Texte cité:
Par Clotilde Escalle, critique du Tageblatt, quotidien Luxembourgeois
En entrant dans la première salle, la peinture abstraite nous invite à quelques références de principe. Le regard, le mental, ont toujours besoin de repères, avant d'abandonner la partie et de se laisser guider, de se perdre dans un univers jusque-là inconnu.
Certes, il y a des ressemblances. On pense d'abord à Joan Mitchell pour ses gestes amples et sa déclinaison des signes. On pense aussi, on ne sait pourquoi, de manière presque échevelée, mais pas tant que ça, à l'écriture de Raoul Dufy, qui venait surimposer sur la couleur des lignes nerveuses. Et puis il y a également l'univers impressionniste, pour la fluidité, cette couleur qui coule dans des motifs insaisissables.

Tâches à réaliser:
1. Dites si chacune des affirmations suivantes concorde avec la critique de peinture abstraite, en répondant par oui ou par non et en citant exactement les mots du texte qui permettent de trancher. (a) Les gestes amples font penser à Joan Mitchell. (b) L'autrice écrit pour un quotidien allemand. (c) L'univers impressionniste est évoqué pour la fluidité.
2. Prolongez la critique de peinture abstraite en reprenant juste après sa dernière phrase.

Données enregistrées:

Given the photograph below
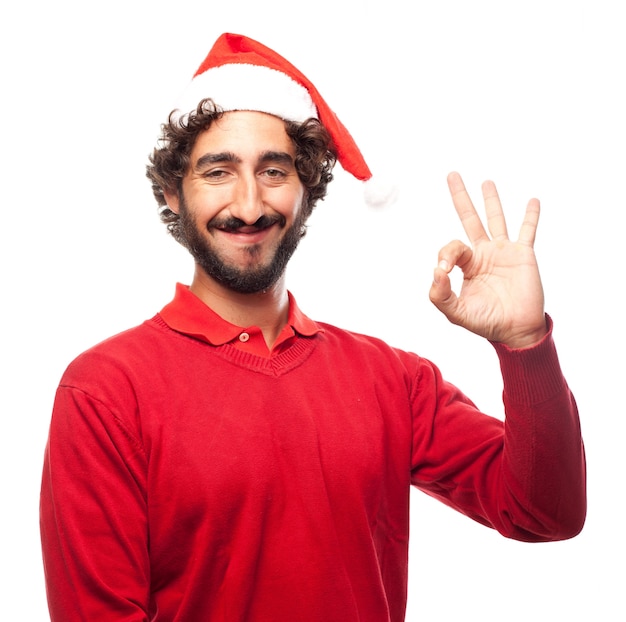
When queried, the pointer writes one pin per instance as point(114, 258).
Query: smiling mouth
point(238, 226)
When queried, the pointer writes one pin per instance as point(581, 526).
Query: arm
point(93, 514)
point(529, 480)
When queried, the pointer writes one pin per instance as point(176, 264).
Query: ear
point(172, 200)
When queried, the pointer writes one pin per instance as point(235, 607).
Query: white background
point(530, 94)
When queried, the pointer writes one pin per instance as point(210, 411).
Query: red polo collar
point(187, 314)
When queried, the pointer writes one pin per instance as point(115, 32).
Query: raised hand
point(501, 298)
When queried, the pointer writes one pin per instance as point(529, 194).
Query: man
point(232, 459)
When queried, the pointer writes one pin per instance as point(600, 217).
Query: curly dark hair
point(169, 161)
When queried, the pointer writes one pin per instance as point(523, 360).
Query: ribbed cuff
point(531, 375)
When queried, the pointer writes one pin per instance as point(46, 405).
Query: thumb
point(441, 294)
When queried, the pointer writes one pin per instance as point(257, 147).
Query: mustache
point(234, 224)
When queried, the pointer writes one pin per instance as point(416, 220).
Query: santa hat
point(242, 74)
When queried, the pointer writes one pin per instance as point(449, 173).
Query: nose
point(247, 204)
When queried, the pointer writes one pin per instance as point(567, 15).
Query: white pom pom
point(379, 192)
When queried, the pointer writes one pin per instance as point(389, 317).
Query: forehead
point(244, 133)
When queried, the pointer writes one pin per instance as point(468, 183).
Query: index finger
point(470, 220)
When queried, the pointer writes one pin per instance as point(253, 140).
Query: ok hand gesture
point(501, 298)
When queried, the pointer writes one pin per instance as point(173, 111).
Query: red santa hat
point(242, 74)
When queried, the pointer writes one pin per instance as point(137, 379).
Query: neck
point(268, 309)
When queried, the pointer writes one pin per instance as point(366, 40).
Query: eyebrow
point(227, 156)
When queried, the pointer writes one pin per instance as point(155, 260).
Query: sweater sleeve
point(525, 476)
point(93, 513)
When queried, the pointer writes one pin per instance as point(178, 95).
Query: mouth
point(237, 227)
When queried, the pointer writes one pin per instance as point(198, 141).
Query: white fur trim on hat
point(249, 87)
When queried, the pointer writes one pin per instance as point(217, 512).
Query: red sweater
point(186, 480)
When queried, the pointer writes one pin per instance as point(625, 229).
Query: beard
point(246, 280)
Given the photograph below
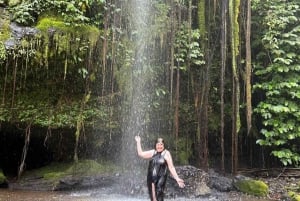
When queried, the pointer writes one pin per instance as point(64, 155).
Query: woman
point(161, 161)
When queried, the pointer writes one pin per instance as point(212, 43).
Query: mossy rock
point(252, 187)
point(56, 171)
point(294, 196)
point(2, 177)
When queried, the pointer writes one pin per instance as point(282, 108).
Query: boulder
point(195, 183)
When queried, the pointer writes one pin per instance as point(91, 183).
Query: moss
point(57, 24)
point(252, 187)
point(294, 196)
point(4, 35)
point(2, 177)
point(56, 171)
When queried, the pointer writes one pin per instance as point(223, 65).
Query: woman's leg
point(151, 190)
point(160, 187)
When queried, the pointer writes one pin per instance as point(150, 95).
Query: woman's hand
point(137, 138)
point(180, 183)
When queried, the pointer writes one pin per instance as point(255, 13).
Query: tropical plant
point(278, 72)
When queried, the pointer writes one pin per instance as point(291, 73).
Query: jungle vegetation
point(224, 74)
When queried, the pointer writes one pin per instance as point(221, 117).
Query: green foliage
point(57, 171)
point(4, 35)
point(294, 196)
point(74, 12)
point(252, 187)
point(187, 47)
point(278, 71)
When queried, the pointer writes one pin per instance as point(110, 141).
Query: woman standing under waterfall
point(160, 162)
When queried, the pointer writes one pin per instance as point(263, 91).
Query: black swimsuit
point(157, 174)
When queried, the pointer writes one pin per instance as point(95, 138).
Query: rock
point(195, 183)
point(219, 182)
point(252, 187)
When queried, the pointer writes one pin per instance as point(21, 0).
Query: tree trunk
point(223, 68)
point(234, 25)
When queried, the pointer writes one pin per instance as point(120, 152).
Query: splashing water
point(136, 104)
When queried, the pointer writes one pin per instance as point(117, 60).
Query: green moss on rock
point(294, 196)
point(57, 171)
point(252, 187)
point(57, 24)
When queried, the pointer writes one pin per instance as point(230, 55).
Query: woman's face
point(159, 147)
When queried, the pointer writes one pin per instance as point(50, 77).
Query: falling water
point(139, 90)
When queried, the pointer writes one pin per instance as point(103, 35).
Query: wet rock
point(219, 182)
point(77, 183)
point(19, 32)
point(195, 183)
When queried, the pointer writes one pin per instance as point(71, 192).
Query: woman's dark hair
point(159, 140)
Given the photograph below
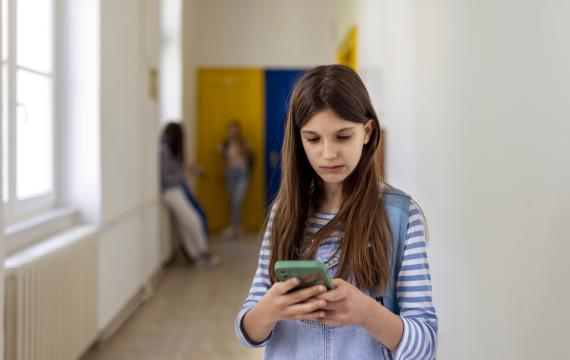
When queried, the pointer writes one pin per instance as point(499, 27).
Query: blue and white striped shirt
point(414, 291)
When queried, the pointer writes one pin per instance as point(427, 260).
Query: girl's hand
point(346, 304)
point(194, 170)
point(297, 305)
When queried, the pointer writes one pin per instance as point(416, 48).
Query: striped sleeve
point(419, 340)
point(259, 286)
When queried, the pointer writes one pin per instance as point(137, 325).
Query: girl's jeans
point(236, 184)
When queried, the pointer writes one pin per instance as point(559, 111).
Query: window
point(28, 107)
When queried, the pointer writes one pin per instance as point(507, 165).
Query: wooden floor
point(192, 313)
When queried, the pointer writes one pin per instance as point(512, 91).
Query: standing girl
point(333, 206)
point(237, 162)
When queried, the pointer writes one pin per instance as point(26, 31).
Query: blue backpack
point(397, 205)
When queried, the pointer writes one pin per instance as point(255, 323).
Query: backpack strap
point(397, 206)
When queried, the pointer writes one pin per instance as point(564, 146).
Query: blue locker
point(278, 86)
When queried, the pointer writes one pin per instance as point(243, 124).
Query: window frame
point(18, 210)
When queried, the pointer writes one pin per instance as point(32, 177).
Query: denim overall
point(309, 339)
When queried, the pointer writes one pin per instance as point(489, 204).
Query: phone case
point(310, 272)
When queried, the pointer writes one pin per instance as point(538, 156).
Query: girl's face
point(334, 145)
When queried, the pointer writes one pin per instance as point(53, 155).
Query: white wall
point(493, 84)
point(130, 243)
point(253, 33)
point(482, 88)
point(79, 107)
point(110, 130)
point(171, 61)
point(1, 219)
point(386, 57)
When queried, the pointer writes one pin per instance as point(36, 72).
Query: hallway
point(192, 313)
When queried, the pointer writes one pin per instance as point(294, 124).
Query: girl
point(333, 206)
point(237, 161)
point(189, 218)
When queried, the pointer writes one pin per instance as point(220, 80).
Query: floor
point(192, 313)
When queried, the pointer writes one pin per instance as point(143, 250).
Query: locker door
point(223, 95)
point(278, 87)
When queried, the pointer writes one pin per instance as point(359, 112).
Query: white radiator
point(51, 297)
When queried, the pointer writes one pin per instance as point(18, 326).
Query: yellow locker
point(224, 95)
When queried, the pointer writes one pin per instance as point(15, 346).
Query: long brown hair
point(366, 244)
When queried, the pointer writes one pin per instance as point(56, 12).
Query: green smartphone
point(310, 272)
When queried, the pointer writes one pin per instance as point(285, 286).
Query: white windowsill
point(31, 231)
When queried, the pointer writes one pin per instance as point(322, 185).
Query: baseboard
point(145, 292)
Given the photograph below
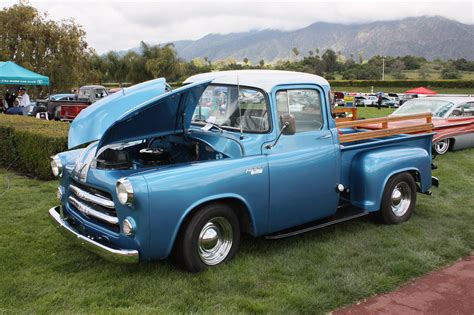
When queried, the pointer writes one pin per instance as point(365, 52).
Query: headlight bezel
point(56, 166)
point(124, 191)
point(129, 227)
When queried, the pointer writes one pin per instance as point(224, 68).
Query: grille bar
point(84, 195)
point(88, 211)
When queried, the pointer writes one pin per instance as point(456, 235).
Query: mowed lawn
point(40, 272)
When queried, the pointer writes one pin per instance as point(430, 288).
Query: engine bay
point(165, 150)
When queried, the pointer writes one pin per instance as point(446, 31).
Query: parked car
point(387, 102)
point(365, 100)
point(339, 99)
point(157, 179)
point(453, 119)
point(86, 96)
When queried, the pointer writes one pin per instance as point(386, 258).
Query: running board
point(317, 225)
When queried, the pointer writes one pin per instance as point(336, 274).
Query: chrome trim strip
point(92, 198)
point(91, 212)
point(111, 254)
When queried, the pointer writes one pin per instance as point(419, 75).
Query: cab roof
point(262, 79)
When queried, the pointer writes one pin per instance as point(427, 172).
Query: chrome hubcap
point(215, 241)
point(401, 199)
point(442, 146)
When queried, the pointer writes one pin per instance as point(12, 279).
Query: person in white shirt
point(24, 97)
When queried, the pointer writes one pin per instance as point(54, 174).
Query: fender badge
point(254, 171)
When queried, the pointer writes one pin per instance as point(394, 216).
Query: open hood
point(93, 121)
point(163, 115)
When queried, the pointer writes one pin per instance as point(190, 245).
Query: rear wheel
point(442, 146)
point(399, 199)
point(210, 238)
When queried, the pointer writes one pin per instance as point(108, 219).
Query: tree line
point(60, 51)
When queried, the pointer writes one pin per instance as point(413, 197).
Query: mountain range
point(428, 36)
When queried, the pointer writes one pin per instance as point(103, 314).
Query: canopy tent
point(421, 90)
point(11, 73)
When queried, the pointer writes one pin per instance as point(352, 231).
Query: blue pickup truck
point(152, 172)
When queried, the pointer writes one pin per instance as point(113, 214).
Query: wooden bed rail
point(385, 130)
point(343, 110)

Liste des réponses:
1.
(a) Oui : « On pense d'abord à Joan Mitchell pour ses gestes amples »
(b) Non : « critique du Tageblatt, quotidien Luxembourgeois »
(c) Oui : « Et puis il y a également l'univers impressionniste, pour la fluidité »

2.
Chercher ce qui échappe
Une fois ces repères affichés, nous voilà obligés de les abandonner et d'approcher de la toile. La peinture se déploie selon des rythmes différents sur le même espace, dépouillée d'anecdotes, comme l'essence du monde. Se laisser absorber par les mouvements inverses, paradoxaux, les élans, les grilles et les caractères, la matière. Tout change, tout se meut, parfois magmas, parfois cadres, grilles débordées par ce qui se passe en dessous, tout autour d'elles.
Rien ne tient en place, cette matière en perpétuel devenir dans un espace qui se déploie à l'infini est la peinture d'Ernesto Riveiro. Il en fait sa métaphysique. Une manière d'avancer dans le mystère de l'être, comme dans un monde en désordre ou en pleine gestation. De la matière qui accoucherait d'une infinité de signes sans ordonnancement possible, à part celui que le regard élabore tant bien que mal.
L'anecdote est impossible, l'abstraction ne se dit pas. Elle n'est ni conceptuelle ni alignement de couleurs dans une forme plus ou moins contenue. Nous sommes ici à sa source. Tenter, malgré l'impuissance. Nous sommes proches des derniers textes, plus abstraits, de Samuel Beckett, dans son « tant bien que mal et tant mal que pis ».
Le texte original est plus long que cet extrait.